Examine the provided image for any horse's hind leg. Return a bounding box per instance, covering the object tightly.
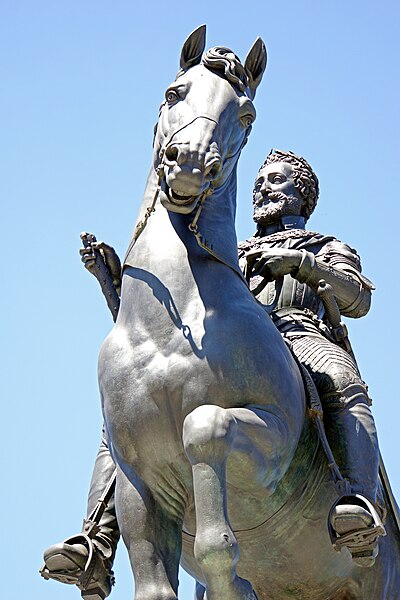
[183,404,292,600]
[115,466,181,600]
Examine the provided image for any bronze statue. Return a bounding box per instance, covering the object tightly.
[239,149,383,558]
[41,26,400,600]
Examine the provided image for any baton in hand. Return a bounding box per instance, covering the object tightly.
[80,232,120,322]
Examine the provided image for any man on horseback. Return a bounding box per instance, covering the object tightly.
[239,149,384,565]
[41,149,385,597]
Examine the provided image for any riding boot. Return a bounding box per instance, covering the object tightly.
[322,384,385,566]
[288,334,385,562]
[41,432,120,598]
[85,433,120,566]
[323,384,379,502]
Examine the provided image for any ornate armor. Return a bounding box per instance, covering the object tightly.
[239,225,379,504]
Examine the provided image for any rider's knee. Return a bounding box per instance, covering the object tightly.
[321,382,372,411]
[183,405,237,463]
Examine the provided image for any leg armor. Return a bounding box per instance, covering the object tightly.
[289,334,379,502]
[289,334,385,566]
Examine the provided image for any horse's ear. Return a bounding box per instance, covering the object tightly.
[244,38,267,99]
[180,24,206,71]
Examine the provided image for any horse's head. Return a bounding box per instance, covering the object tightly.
[154,25,267,214]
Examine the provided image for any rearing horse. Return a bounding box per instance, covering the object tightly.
[99,26,400,600]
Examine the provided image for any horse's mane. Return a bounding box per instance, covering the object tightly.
[176,46,248,93]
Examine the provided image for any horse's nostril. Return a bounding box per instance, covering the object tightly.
[210,163,221,179]
[165,145,179,163]
[206,157,222,179]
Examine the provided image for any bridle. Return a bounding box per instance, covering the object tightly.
[123,111,251,281]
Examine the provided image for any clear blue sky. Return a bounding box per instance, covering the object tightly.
[2,1,399,599]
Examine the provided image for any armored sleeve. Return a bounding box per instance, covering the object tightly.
[294,240,375,318]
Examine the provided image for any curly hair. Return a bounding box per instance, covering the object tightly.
[201,47,248,93]
[176,46,248,93]
[256,149,319,221]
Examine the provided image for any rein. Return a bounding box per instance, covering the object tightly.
[122,163,213,264]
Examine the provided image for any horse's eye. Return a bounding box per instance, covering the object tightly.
[166,89,179,104]
[241,115,254,128]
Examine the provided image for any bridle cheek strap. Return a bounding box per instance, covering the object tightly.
[125,115,250,283]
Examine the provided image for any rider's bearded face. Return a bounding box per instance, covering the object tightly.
[252,162,304,225]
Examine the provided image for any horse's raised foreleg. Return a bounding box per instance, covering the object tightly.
[183,404,292,600]
[115,466,181,600]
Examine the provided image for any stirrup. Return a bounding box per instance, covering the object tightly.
[40,532,115,599]
[328,494,386,567]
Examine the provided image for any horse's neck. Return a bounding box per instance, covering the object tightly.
[124,166,241,291]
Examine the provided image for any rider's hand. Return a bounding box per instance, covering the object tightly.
[245,248,302,282]
[80,241,122,294]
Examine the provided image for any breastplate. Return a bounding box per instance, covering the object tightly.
[251,274,324,317]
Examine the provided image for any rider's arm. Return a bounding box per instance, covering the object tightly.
[294,241,374,318]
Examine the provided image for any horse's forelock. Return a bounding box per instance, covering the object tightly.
[202,47,248,92]
[154,48,250,148]
[175,46,249,94]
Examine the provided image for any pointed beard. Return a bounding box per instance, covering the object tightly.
[253,192,303,225]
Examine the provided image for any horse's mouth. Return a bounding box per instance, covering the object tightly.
[160,179,200,213]
[170,187,196,205]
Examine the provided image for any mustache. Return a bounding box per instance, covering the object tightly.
[264,191,288,202]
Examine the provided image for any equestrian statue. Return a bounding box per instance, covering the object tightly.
[41,25,400,600]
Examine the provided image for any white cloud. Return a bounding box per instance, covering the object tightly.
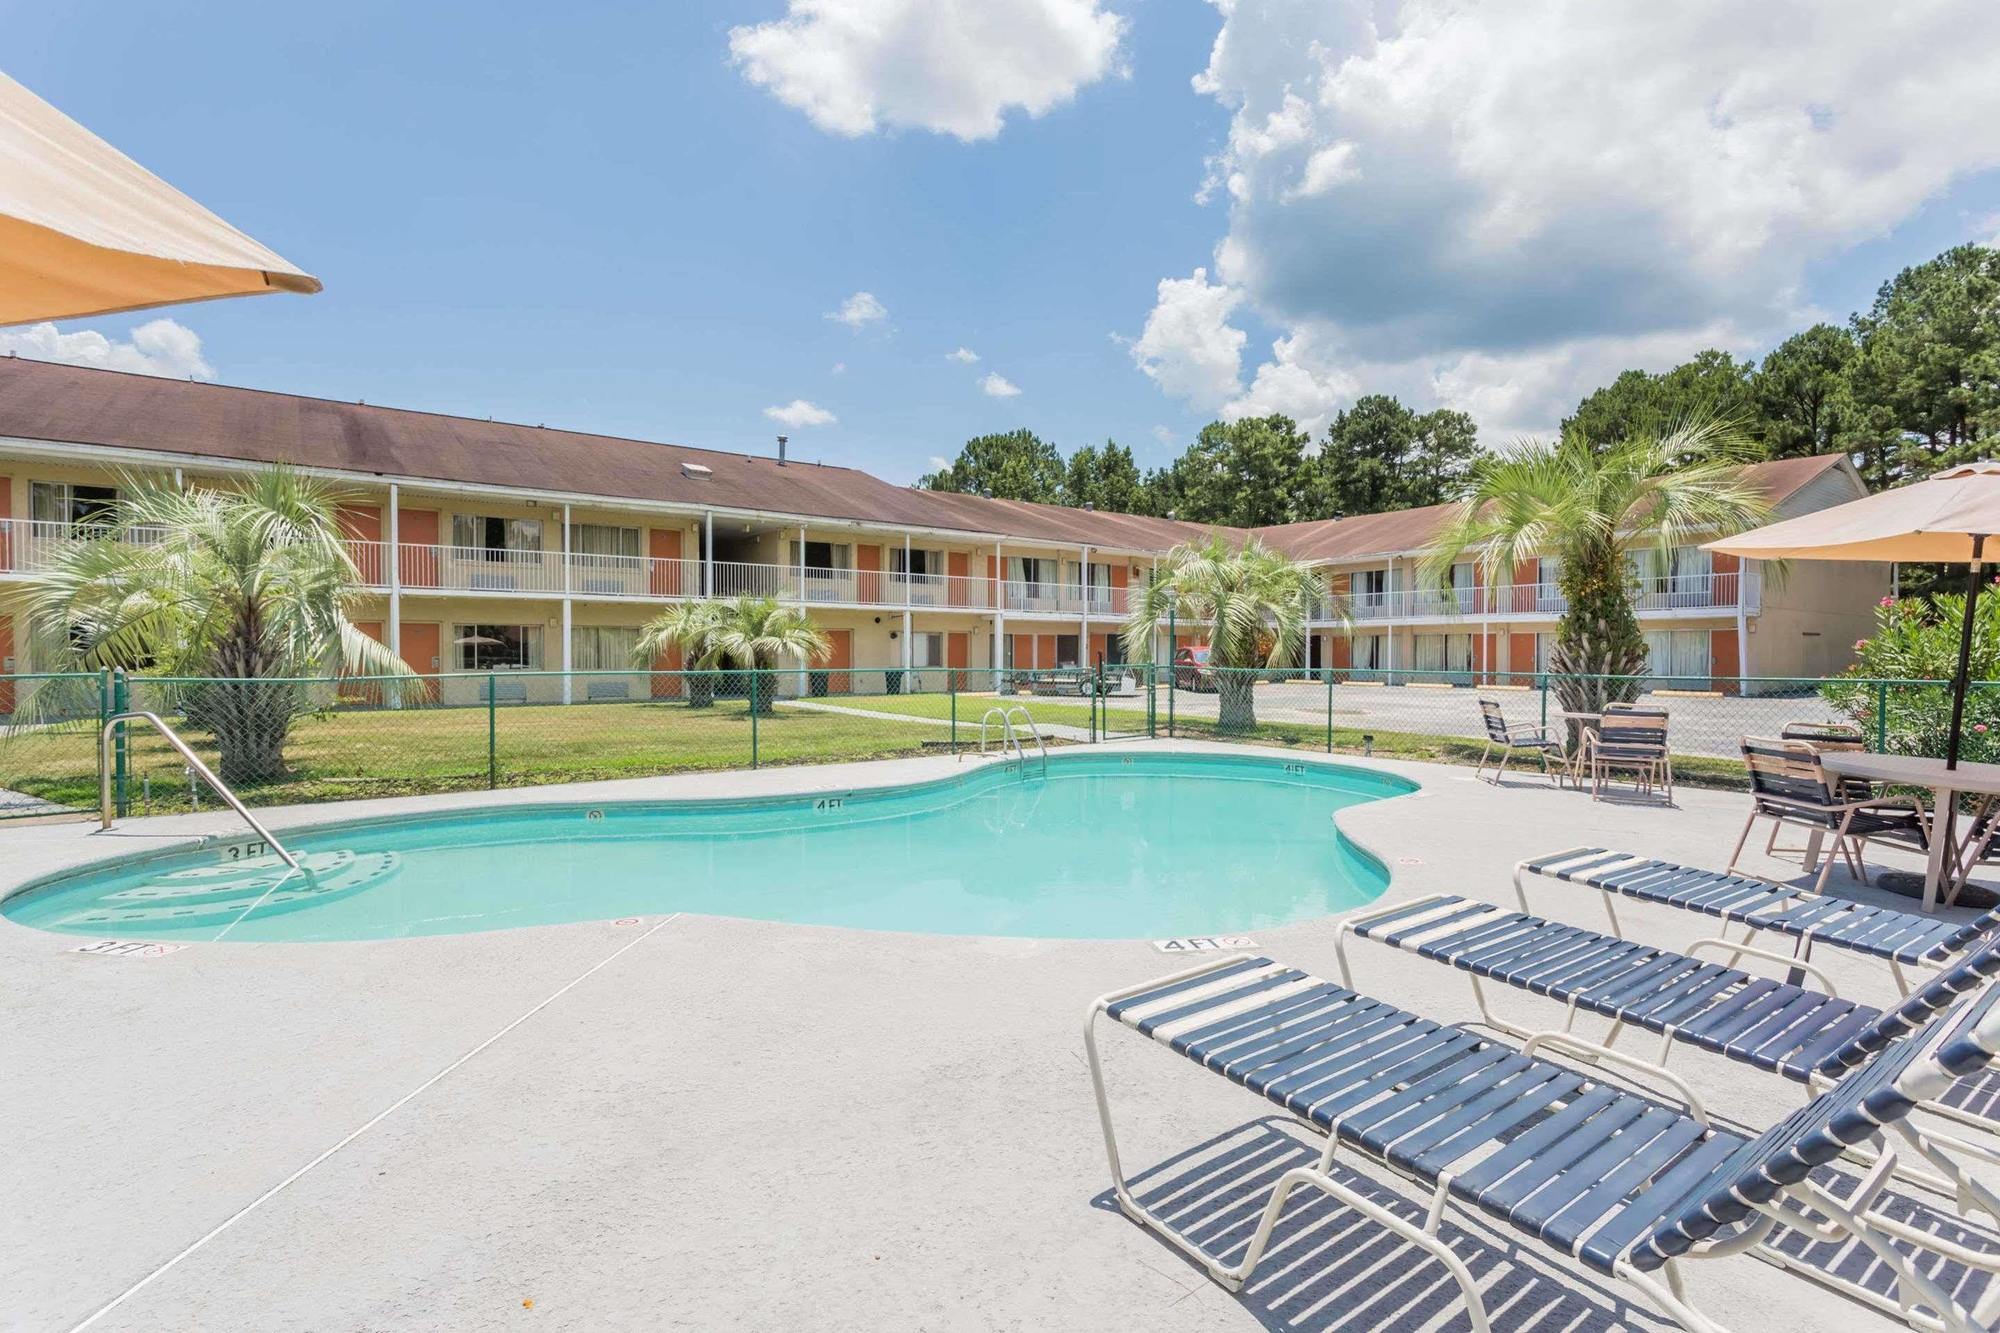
[946,346,980,363]
[729,0,1127,142]
[928,454,952,471]
[831,361,847,375]
[1128,268,1246,411]
[825,291,889,329]
[0,318,213,380]
[979,371,1022,398]
[1150,424,1175,445]
[764,399,838,427]
[1135,1,2000,437]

□ □ □ □

The answer should be an exact copy of the material, with its pictures removed.

Examine the provided image for any horse's hind leg. Return a bounding box per instance, covering the object tightly.
[183,404,292,600]
[115,466,181,600]
Examine the provided image for any bronze statue. Return a bounding box per instance, covering the object tightly.
[239,149,383,558]
[41,26,400,600]
Examine the provided image for any baton in hand. Return a bounding box per instance, covering the object tightly.
[80,232,120,322]
Examine the provided image for any man on horseback. Return a bounding box per instance, covering the object tightly.
[239,149,384,565]
[41,149,385,597]
Examine the provided image for any riding boot. Return a bounding box per instance, covering the object tightly.
[322,384,385,566]
[288,334,385,562]
[41,432,120,598]
[85,433,120,566]
[323,384,379,502]
Examine the provided image for any ornate armor. Return a bounding box per instance, covering the object tightly.
[239,225,379,504]
Examine the provided image for any rider's knee. Return a bounding box per instance, covering the object tightly.
[321,382,372,411]
[183,405,237,463]
Examine the provided image for any leg armor. Return a bounding box per instance, covering the object tightly.
[289,334,379,502]
[289,334,385,566]
Examine the provided image for any horse's ear. Return a bounding box per instance, covering the object tightly.
[244,38,267,99]
[180,24,206,71]
Examine the provided image for any horse's head. Return a bounding box per instance, covering the object tightly.
[154,25,267,214]
Examine the provided image for any rearing horse. Return a bounding box per instance, covering the object tightly.
[99,26,400,600]
Examine the provided image for any horse's mane. Return a bounding box per instance, covering the object tightly.
[176,46,248,93]
Examine the provided image for any horse's nostril. Return a bounding box per instance, covering the object tightly.
[210,163,221,179]
[165,145,179,163]
[206,157,222,179]
Examine the provided image for any bridle. Return a bounding box per instance, covering the object tightly.
[123,111,251,281]
Examine the provided image for any clear blue sky. Return a bounding box per instance, covering the object tightly.
[2,1,399,599]
Examine the provided image for any armored sleeve. Return a bounding box per instance, covering the object tightly.
[294,240,375,318]
Examine the provided image for any curly hair. Return a bounding box per instance, covering the object tightly.
[201,47,248,93]
[176,46,248,93]
[256,149,319,221]
Examine the provided image for any rein. Return a bounding box per instance, covering the object tightly.
[122,163,213,264]
Examine the provided image for any horse's eye. Return a bounding box per instance, covering the object tightly.
[166,89,179,104]
[241,115,254,128]
Examine the provided image for any bridle cheek strap. Return a bounding box per instance, covering the object tightly.
[125,115,250,283]
Examine the provided image for any rider's bearded face. Return a bounding box per instance, covering the object tightly.
[252,162,304,225]
Examine the provided image for any horse's raised foreleg. Return a bounding box per instance, covering the object tightly.
[183,404,292,600]
[115,466,181,600]
Examine the provided image for any stirrup. Return a bounding box per instance, covering the object tightly.
[40,532,115,599]
[328,494,386,567]
Examine the provided image for any horse's neck. Return a bounding box per instance, covering the object tightly.
[124,166,241,291]
Examine the provided image for any rider's hand. Return a bounding box per instance, covering the object tightly.
[245,248,302,282]
[80,241,122,294]
Examine the provided image for any breastplate. Return a bounding box per instance, covering the object tightly.
[251,274,324,317]
Examine the provided image for any rider's arm. Return a bounding box per instance, covering the object tightly.
[294,241,374,318]
Examine the provided image for any horse's forelock. Return a bounding box per instance, covering the object tightly.
[202,47,248,92]
[154,48,250,148]
[175,46,249,94]
Examine the provided image for any pointed beard. Return a bounding box per instance, covering the object tightly.
[253,192,303,225]
Examine the provided image for any horse's mouth. Return a bounding box per instance, covering the object tightly.
[160,179,200,213]
[170,187,196,205]
Examine the provided image for any mustache. Return a bounding box per instance, covering the object tightly.
[264,191,288,202]
Examine the provided image for any equestrian statue. Return a bounding box per instance, covering the object tightly.
[41,25,400,600]
Examine the provided image for any white cloud. Return a bounding box per instance, covering the object tightly.
[946,346,980,363]
[729,0,1127,142]
[928,454,952,471]
[831,361,847,375]
[1128,268,1246,411]
[825,291,889,329]
[0,318,213,380]
[979,371,1022,398]
[1150,424,1175,445]
[764,399,838,427]
[1135,1,2000,437]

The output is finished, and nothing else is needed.